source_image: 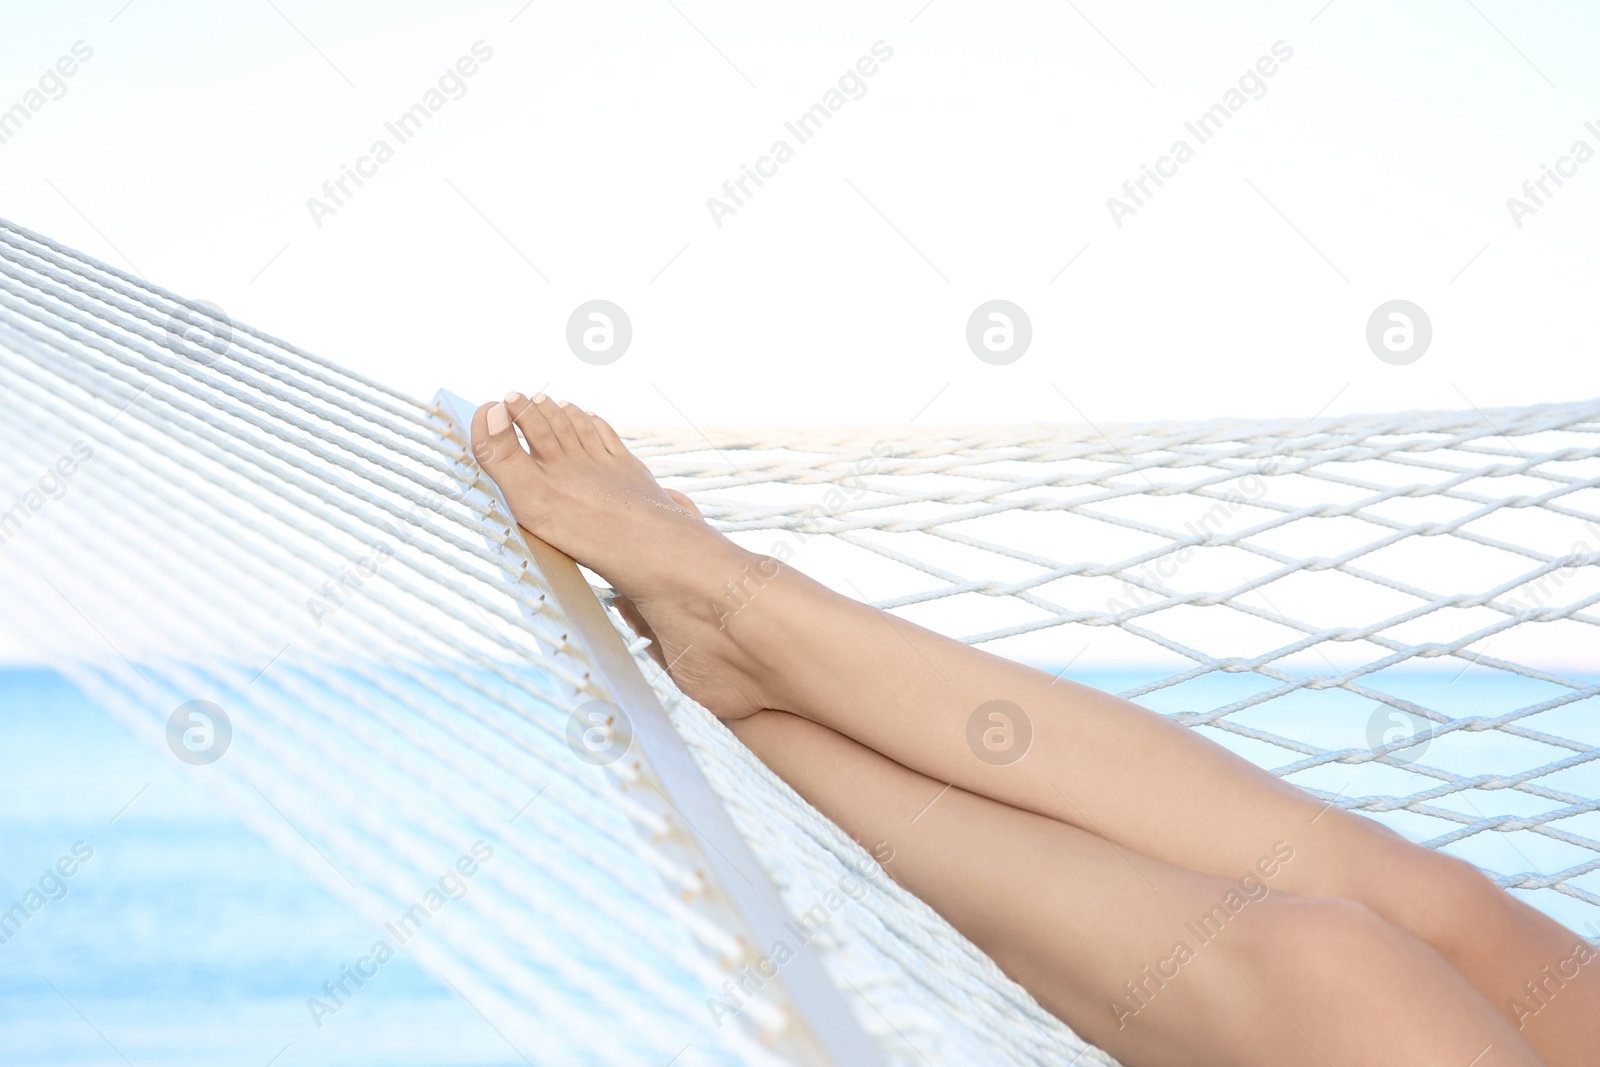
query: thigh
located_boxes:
[728,711,1541,1067]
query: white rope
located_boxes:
[6,218,1598,1066]
[0,333,809,1064]
[0,327,778,915]
[0,217,438,428]
[0,390,743,957]
[0,230,454,457]
[629,410,1600,918]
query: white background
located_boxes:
[2,0,1597,430]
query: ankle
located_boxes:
[607,520,745,602]
[702,550,791,630]
[698,552,847,698]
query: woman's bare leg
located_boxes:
[703,554,1600,1059]
[469,395,1600,1062]
[728,710,1543,1067]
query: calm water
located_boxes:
[0,668,529,1067]
[2,665,1596,1065]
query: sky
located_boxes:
[1,0,1597,431]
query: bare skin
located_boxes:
[471,393,1600,1067]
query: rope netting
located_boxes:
[0,218,1108,1066]
[3,213,1597,1067]
[627,403,1600,936]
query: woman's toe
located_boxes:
[529,393,581,450]
[472,401,524,471]
[587,411,628,455]
[560,401,608,453]
[504,391,564,460]
[471,400,547,524]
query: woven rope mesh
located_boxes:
[4,213,1598,1066]
[628,407,1600,939]
[0,218,1111,1066]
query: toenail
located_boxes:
[532,392,548,403]
[504,391,523,405]
[487,402,510,434]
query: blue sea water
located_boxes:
[1,665,1597,1065]
[0,668,527,1067]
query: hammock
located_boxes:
[0,216,1595,1066]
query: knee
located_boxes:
[1223,892,1460,1008]
[1379,845,1514,951]
[1225,896,1543,1065]
[1239,864,1500,981]
[1413,848,1507,910]
[1238,894,1396,975]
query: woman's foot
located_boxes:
[470,392,779,719]
[609,490,704,674]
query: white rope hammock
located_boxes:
[0,216,1595,1065]
[633,406,1600,914]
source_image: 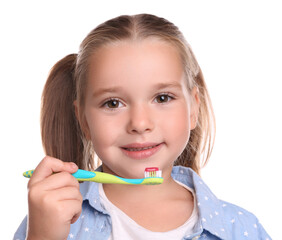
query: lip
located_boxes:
[120,142,164,160]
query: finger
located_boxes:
[37,172,79,191]
[71,213,81,224]
[60,200,83,224]
[45,186,83,202]
[28,156,78,187]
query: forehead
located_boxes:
[87,39,184,89]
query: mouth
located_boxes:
[120,142,164,160]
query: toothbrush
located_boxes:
[23,167,163,185]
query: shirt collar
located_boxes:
[80,166,231,239]
[79,166,109,215]
[172,166,230,240]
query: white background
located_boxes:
[1,0,281,239]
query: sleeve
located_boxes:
[255,217,272,240]
[13,216,27,240]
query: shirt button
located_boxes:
[192,236,200,240]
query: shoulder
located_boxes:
[220,200,265,235]
[218,200,272,239]
[220,199,257,222]
[13,216,27,240]
[171,166,271,239]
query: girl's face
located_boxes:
[83,39,198,179]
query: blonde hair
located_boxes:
[41,14,215,174]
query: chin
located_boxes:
[102,164,141,179]
[122,168,145,179]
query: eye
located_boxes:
[155,94,173,103]
[103,99,124,109]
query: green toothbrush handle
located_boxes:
[23,169,163,185]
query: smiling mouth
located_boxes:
[120,143,163,159]
[123,145,159,151]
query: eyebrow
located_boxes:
[92,82,182,98]
[152,82,182,91]
[92,86,124,98]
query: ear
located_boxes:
[73,100,91,140]
[189,86,200,130]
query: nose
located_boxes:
[126,104,154,134]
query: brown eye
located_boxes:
[155,94,171,103]
[105,99,120,108]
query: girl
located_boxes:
[14,14,271,240]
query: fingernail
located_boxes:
[70,162,78,170]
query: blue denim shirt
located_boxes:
[14,166,271,240]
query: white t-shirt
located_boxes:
[99,181,198,240]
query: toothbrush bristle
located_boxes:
[144,167,162,178]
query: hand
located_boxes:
[26,156,83,240]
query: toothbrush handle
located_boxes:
[69,170,150,184]
[23,169,163,185]
[23,169,139,183]
[87,171,144,184]
[74,171,163,185]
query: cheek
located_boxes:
[85,111,121,151]
[160,103,191,145]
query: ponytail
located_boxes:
[41,54,86,169]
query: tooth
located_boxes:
[126,145,156,151]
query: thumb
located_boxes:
[28,156,78,187]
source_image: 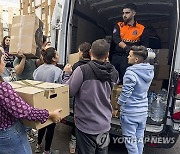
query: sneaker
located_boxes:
[69,135,76,153]
[35,144,43,153]
[31,129,38,138]
[42,151,52,154]
[27,134,35,143]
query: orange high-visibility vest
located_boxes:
[117,22,145,43]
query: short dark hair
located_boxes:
[91,39,110,59]
[123,3,137,11]
[131,45,148,60]
[78,42,91,59]
[43,47,56,64]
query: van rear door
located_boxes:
[167,0,180,133]
[51,0,74,64]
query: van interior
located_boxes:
[69,0,179,124]
[71,0,176,50]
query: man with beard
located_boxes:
[110,3,149,84]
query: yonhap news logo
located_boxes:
[112,136,175,144]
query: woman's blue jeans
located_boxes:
[0,120,32,154]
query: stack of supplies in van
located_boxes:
[150,49,170,93]
[111,84,122,118]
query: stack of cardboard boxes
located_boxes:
[111,84,122,118]
[150,49,170,93]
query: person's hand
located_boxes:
[49,109,62,123]
[45,45,51,50]
[4,52,8,59]
[124,45,131,54]
[63,63,72,74]
[38,54,44,65]
[17,49,26,59]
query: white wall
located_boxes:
[0,0,19,8]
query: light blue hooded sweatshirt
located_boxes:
[118,63,154,116]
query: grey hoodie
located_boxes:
[63,60,119,134]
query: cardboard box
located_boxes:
[154,65,170,79]
[9,15,43,58]
[149,80,163,93]
[9,80,69,129]
[156,49,169,65]
[111,85,122,110]
[68,53,79,65]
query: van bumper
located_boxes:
[61,115,179,149]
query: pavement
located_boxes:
[30,123,180,154]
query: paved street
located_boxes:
[31,123,180,154]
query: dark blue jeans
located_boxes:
[0,120,32,154]
[76,128,109,154]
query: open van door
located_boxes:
[51,0,75,64]
[168,0,180,133]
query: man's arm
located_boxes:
[118,70,137,105]
[140,27,149,47]
[35,54,44,67]
[112,23,130,52]
[63,66,84,97]
[112,24,122,45]
[14,56,26,75]
[13,49,27,75]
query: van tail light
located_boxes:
[172,75,180,120]
[172,112,180,120]
[175,76,180,95]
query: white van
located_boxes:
[51,0,180,148]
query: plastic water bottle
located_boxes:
[150,95,166,122]
[148,92,155,117]
[159,89,168,101]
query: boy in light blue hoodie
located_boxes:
[118,45,154,154]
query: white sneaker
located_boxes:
[27,134,35,143]
[35,144,43,153]
[69,135,76,153]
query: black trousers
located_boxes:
[38,123,56,151]
[76,128,109,154]
[111,54,129,84]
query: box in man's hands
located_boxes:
[68,53,80,65]
[9,15,43,58]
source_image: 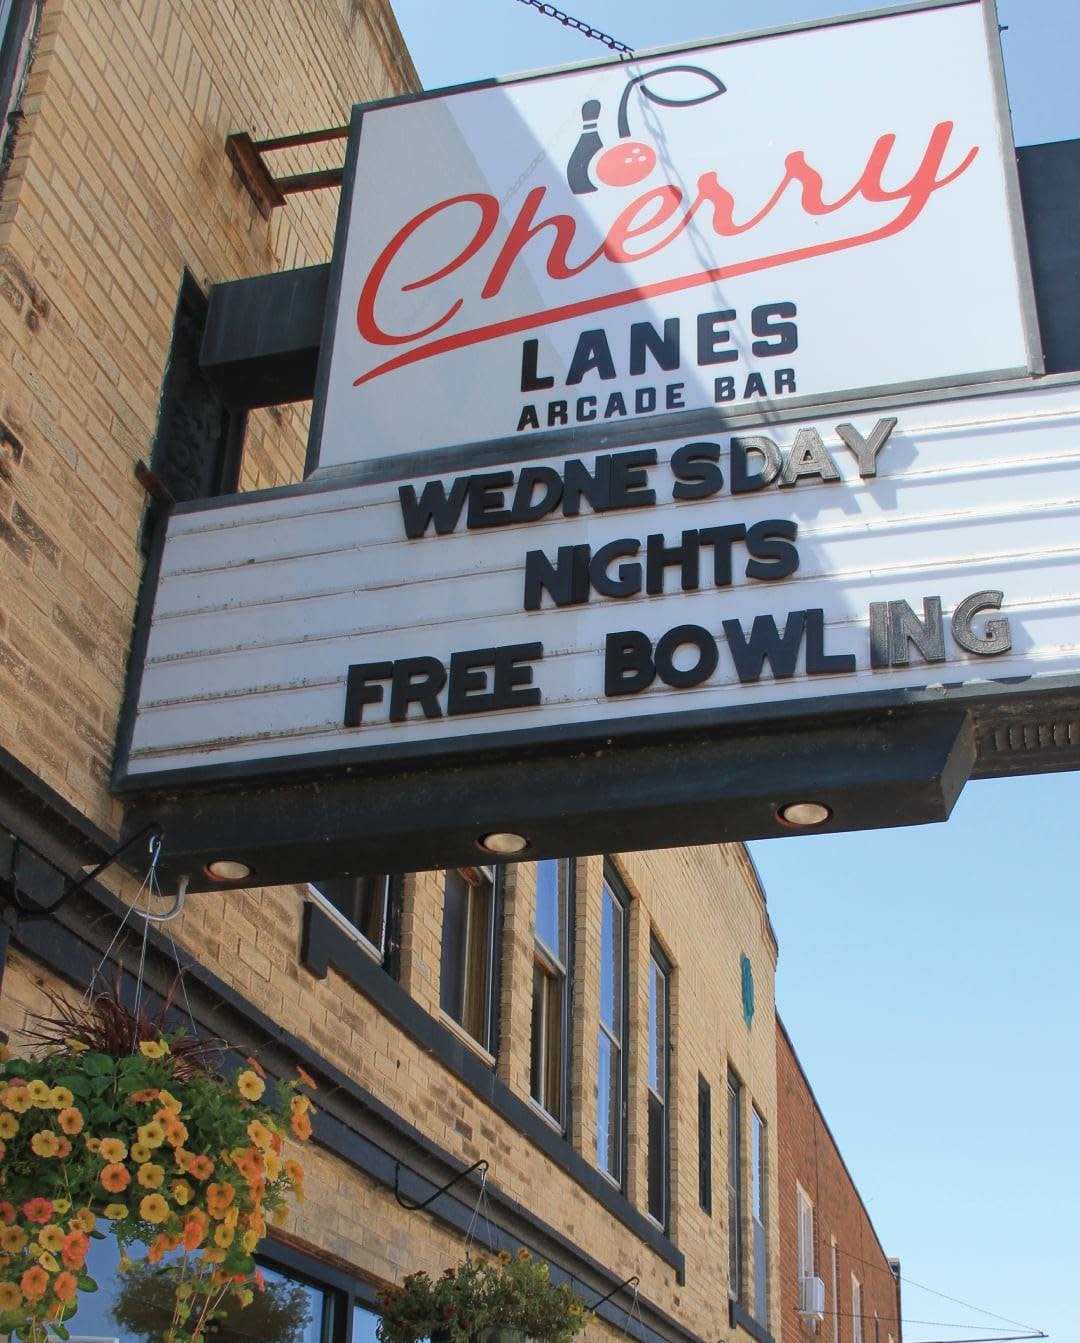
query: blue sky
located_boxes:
[385,3,1079,1340]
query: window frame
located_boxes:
===
> [ACTIVITY]: In the copy, include each line from the start of the material through the line with "query: ankle", word for word, but none of the pictures.

> [SOLUTION]:
source_image: 
query: thigh
located_boxes:
[728,711,1541,1067]
query: white rope
located_boxes:
[6,218,1598,1066]
[0,333,809,1064]
[0,327,778,915]
[0,217,438,428]
[0,390,743,957]
[0,230,454,457]
[629,410,1600,918]
query: white background
located_boxes:
[2,0,1597,430]
query: ankle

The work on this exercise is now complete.